▶ **Article**
D I S L O C A T E D G E O G R A P H I E S / /

 

Dislocated Geographies investigates what we think is natural but unpredictable and what seems familiar but is actually strange. While chance has played a significant role in many groundbreaking scientific discoveries, human life and nature have been profoundly impacted by each scientific breakthrough. In the artist’s view, the human species has been conditioned irrevocably by, and through, complex visual representations of the scientific theories and events that try to define our existence in the cosmos. It is through the abstraction of these theories into visual processes that one is able to experience a true, and accessible, sense of the Sublime.

 

‘Definition’ - Essay by Pierre Attard

Two strata of human existential reality can be discerned: the fundamental sensory and the imaginary linguistic. Interpretation occurs when the latter is superimposed on the former through belief. Through interpretation, the linguistic elements break down sensory reality into compositions and in this way, the world of objects is created.

 

Science is a type of interpretation where emphasis falls mainly on the sensory stratum. Here, the linguistic elements are based on evidence thus minimising the discrepancies between the two. Nevertheless, the nature of the sensory stratum and that of the linguistic stratum are not the same. Additionally, colours, sounds, tastes, odours and physical sensations, which together form the sensory stratum, exist independently from the linguistic stratum formed by judgments. 

 

In this body of work, the artist points to this ontological distinction and seems to sense that scientific meticulousness is not enough for objectivity to emerge. Here, objectivity is not even the theme, rather, we witness pure sensory reality. With this step, the artist is shedding light on both the limits of interpretation and the fact that the foundation of definiteness is itself indefinite. Objectivity is uncovered as a complex fabrication that can be dismantled in more subtle realties and the way in which the artist investigates sensory reality helps to clarify the very nature of this objectivity.

 

Just as the distinction between the colour yellow and the colour blue reveals that green was never a homogenous colour, likewise the distinction between the linguistic stratum and the sensory stratum reveals that the experience of objectivity was never an integral and concrete reality. For this reason, the investigation of this distinction elucidates better the experience of objectivity. A philosophical approach to this investigation requires a top down approach. The starting point should be the analysis of judgments so that on its basis the comprehension, and maybe the observation, of sensory reality’s true nature becomes possible.

A run of records:
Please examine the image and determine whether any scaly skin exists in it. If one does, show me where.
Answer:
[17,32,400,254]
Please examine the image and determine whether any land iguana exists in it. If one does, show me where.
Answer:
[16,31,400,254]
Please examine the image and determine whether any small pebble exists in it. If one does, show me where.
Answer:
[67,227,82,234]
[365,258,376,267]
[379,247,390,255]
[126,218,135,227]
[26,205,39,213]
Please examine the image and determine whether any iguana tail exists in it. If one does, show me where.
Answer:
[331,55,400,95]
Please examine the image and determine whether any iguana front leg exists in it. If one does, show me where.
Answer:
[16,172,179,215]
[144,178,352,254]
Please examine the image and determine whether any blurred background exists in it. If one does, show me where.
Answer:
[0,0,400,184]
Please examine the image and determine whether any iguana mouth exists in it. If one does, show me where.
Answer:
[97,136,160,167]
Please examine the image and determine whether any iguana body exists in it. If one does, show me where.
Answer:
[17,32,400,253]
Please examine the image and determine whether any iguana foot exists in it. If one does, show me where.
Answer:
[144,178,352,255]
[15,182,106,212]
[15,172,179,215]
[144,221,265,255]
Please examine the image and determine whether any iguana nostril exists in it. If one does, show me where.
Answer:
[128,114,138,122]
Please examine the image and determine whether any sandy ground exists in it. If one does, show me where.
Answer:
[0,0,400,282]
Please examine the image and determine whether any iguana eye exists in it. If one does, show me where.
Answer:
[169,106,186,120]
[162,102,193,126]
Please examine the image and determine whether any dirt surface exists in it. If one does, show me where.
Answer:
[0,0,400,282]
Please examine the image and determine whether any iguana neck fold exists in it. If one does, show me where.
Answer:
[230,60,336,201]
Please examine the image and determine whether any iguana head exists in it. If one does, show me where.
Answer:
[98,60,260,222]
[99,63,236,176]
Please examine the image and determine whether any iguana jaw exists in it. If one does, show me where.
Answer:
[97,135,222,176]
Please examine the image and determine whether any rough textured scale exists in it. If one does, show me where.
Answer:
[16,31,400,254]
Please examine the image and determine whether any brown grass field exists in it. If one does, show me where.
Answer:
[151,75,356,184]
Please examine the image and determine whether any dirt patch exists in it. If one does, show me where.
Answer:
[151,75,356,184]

▶ **What to do**
a - According to the Dislocated Geographies text, why does investigating the distinction between the linguistic stratum and the sensory stratum elucidate the experience of objectivity better?
b - Say whether each statement agrees with the Dislocated Geographies text. Answer yes or no, and quote the words that decide it.
(i) Interpretation occurs when the sensory stratum is superimposed on the linguistic stratum.
(ii) In science, the emphasis falls mainly on the sensory stratum.
(iii) A philosophical approach to the investigation calls for a bottom-up approach.

▶ **Solutions in order**
a - Distinguishing the linguistic stratum from the sensory stratum reveals that the experience of objectivity was never an integral and concrete reality. The text compares this to how distinguishing yellow from blue reveals that green was never a homogenous colour.

b -
(i) No: "Interpretation occurs when the latter is superimposed on the former through belief."
(ii) Yes: "Science is a type of interpretation where emphasis falls mainly on the sensory stratum."
(iii) No: "A philosophical approach to this investigation requires a top down approach."